**What needs to be done**:
Retrieve all lines below that have the string "stone".

[Data records]
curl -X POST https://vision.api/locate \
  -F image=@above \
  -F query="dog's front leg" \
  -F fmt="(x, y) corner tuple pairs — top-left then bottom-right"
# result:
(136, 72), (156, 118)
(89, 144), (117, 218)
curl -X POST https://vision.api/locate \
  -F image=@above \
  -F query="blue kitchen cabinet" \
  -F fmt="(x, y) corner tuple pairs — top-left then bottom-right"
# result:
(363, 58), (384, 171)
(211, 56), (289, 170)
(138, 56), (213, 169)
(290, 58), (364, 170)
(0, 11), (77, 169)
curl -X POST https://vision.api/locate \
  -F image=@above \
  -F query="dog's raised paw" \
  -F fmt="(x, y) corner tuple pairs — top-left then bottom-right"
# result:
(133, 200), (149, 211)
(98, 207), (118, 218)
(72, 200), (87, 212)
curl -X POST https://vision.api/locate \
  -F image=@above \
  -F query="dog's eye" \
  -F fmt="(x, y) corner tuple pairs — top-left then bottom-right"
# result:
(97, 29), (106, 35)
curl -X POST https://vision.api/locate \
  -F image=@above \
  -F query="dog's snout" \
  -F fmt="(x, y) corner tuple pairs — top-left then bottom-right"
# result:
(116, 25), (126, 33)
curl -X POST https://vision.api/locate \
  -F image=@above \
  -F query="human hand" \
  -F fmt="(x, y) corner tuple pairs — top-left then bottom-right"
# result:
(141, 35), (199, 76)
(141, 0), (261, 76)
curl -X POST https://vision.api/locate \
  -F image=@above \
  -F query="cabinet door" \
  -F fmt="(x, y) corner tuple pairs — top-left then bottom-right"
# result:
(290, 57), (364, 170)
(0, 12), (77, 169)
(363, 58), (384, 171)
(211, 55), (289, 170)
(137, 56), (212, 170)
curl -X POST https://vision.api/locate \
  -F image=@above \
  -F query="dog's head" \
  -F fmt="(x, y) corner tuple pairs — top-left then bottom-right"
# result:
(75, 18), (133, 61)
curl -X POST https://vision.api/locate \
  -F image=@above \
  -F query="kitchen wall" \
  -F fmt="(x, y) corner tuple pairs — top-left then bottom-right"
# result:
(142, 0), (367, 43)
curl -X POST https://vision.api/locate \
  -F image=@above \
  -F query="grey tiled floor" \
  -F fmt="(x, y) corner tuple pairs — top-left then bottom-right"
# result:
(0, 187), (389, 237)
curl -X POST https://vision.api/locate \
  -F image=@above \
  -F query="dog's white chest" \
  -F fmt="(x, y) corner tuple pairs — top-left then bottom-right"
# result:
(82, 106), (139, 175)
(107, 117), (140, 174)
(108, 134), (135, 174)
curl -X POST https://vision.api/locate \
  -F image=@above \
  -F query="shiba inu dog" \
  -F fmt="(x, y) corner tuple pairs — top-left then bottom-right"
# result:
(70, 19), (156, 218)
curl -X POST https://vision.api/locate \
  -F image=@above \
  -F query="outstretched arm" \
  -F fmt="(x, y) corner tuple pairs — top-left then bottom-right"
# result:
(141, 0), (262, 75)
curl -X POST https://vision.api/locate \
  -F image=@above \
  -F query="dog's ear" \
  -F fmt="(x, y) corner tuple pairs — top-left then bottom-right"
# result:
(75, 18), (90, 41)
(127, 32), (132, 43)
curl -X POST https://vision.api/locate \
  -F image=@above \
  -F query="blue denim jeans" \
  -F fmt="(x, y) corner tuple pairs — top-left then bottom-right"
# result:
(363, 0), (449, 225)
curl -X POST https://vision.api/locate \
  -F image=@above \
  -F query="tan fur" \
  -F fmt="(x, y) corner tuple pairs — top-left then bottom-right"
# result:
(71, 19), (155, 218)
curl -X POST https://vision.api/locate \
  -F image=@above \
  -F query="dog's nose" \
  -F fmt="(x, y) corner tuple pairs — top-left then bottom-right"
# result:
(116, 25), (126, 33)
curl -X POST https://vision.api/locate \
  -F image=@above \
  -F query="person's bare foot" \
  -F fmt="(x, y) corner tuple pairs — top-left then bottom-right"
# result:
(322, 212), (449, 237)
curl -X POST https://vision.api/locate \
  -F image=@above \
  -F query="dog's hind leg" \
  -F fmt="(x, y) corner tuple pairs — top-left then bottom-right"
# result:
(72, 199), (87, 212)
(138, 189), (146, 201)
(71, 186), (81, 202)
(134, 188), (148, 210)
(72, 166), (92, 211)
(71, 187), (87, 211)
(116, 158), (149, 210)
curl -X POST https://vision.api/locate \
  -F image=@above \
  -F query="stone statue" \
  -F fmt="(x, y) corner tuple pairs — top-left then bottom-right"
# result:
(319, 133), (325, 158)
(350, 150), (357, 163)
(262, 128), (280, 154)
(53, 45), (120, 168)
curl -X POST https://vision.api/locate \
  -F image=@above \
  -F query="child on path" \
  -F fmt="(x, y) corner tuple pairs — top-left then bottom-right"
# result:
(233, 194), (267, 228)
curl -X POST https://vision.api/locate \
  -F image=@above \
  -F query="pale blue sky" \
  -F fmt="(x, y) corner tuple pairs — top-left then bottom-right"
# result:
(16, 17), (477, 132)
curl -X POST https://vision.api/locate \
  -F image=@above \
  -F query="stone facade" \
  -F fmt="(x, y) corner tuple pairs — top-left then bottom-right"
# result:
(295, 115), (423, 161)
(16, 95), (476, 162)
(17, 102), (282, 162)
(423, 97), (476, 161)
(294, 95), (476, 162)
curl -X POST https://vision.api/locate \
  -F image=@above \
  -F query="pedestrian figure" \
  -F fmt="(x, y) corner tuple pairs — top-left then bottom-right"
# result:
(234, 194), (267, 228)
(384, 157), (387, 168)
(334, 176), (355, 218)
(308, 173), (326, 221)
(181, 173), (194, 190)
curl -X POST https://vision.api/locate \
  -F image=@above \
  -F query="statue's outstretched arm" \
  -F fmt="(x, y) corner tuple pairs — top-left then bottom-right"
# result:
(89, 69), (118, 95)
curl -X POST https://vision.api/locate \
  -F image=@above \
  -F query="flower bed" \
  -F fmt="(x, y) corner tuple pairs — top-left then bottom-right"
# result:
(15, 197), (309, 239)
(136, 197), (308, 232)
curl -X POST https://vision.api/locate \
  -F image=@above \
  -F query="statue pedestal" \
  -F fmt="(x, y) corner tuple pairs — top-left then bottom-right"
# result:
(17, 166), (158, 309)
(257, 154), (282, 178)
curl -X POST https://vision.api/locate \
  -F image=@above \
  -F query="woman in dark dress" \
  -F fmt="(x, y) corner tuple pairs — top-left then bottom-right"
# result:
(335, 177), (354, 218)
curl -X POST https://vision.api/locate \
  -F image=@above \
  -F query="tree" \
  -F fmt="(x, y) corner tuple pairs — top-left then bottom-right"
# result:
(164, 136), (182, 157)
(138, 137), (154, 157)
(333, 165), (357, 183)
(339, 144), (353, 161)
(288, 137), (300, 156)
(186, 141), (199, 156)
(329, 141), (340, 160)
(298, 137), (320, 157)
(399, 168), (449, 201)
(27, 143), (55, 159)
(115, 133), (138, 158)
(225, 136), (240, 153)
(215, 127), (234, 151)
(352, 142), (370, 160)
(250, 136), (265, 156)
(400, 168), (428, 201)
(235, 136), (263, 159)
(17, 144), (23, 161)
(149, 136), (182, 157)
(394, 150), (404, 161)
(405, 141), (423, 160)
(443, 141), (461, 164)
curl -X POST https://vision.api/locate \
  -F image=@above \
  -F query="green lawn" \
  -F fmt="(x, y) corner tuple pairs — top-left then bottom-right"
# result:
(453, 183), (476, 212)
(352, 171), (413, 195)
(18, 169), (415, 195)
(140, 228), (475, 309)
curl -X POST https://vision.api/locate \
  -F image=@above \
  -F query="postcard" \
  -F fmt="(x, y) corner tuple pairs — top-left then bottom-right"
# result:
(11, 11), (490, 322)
==
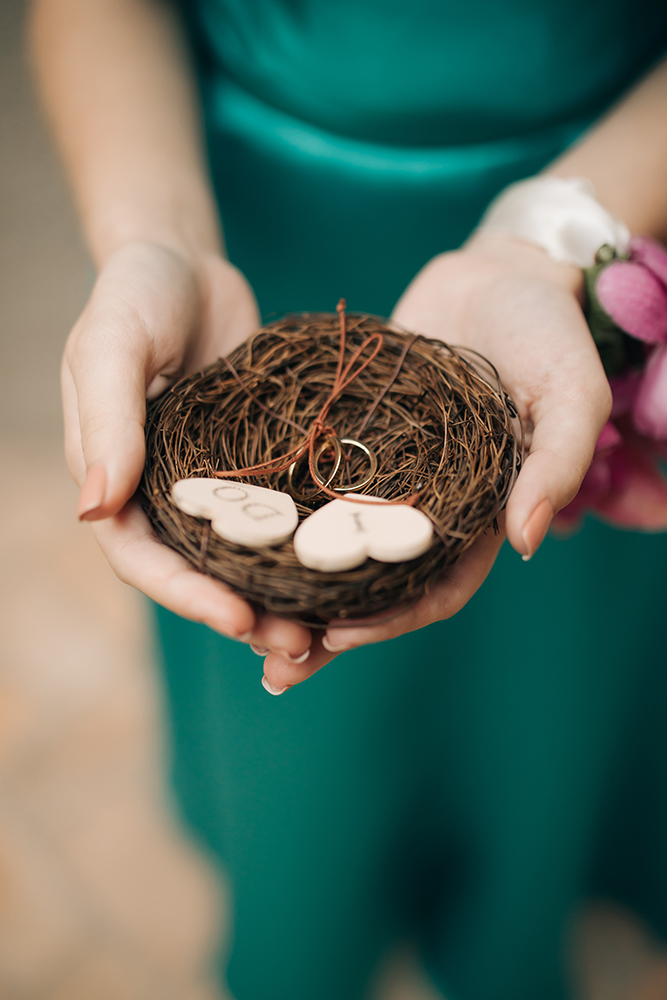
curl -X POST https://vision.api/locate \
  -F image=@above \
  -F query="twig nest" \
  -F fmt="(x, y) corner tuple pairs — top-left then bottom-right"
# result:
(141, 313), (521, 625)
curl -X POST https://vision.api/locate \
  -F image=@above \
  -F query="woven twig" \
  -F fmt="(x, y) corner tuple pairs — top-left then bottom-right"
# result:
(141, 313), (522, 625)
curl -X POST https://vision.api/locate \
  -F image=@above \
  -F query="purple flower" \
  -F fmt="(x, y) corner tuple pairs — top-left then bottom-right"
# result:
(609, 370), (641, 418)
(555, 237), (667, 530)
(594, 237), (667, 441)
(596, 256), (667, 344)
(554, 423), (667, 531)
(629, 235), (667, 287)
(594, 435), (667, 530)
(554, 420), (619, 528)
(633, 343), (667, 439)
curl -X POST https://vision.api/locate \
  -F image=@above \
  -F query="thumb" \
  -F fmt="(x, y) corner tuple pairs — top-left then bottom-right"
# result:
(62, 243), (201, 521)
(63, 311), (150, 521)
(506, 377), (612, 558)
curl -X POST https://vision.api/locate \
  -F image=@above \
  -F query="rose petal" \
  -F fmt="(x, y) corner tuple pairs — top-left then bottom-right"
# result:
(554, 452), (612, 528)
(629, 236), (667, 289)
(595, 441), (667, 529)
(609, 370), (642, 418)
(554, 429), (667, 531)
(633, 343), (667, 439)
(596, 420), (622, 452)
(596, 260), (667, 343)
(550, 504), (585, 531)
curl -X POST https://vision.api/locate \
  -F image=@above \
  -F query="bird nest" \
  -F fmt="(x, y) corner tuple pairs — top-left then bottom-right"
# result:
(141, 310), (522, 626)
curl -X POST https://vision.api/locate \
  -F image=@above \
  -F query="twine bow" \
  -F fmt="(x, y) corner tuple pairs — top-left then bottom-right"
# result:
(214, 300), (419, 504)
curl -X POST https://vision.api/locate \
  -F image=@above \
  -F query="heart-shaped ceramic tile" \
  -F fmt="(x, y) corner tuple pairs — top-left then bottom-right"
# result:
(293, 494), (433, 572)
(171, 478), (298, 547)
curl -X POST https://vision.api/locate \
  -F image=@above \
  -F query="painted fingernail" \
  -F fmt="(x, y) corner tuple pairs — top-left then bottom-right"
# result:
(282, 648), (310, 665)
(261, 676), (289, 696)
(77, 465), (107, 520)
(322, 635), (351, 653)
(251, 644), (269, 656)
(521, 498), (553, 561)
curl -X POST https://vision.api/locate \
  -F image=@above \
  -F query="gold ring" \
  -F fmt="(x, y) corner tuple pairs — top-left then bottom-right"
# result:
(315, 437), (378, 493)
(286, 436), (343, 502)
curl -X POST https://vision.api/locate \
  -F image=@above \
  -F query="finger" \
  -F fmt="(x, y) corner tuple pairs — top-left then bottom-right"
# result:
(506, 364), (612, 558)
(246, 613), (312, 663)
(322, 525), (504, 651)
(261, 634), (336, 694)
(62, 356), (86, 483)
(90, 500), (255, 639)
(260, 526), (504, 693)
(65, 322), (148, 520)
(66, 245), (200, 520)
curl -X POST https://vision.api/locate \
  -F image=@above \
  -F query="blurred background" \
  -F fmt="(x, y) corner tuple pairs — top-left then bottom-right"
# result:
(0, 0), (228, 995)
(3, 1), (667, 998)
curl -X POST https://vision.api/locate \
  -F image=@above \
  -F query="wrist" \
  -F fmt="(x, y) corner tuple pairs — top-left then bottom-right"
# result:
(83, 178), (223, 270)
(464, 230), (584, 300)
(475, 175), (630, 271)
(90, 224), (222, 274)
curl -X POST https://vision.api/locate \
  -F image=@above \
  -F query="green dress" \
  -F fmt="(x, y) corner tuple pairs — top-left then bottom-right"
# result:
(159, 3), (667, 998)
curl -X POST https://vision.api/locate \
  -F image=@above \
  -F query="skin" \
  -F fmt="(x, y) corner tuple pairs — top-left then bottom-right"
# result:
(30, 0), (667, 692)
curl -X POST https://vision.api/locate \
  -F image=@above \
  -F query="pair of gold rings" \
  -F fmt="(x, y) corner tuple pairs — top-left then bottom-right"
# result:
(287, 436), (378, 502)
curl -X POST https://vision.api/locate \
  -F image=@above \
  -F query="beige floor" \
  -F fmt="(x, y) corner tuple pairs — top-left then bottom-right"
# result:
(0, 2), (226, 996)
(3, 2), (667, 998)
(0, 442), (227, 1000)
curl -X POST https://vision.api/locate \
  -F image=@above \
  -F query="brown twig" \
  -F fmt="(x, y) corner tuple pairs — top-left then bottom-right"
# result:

**Result for this task**:
  -F query="stone statue" \
  -F query="stone facade" \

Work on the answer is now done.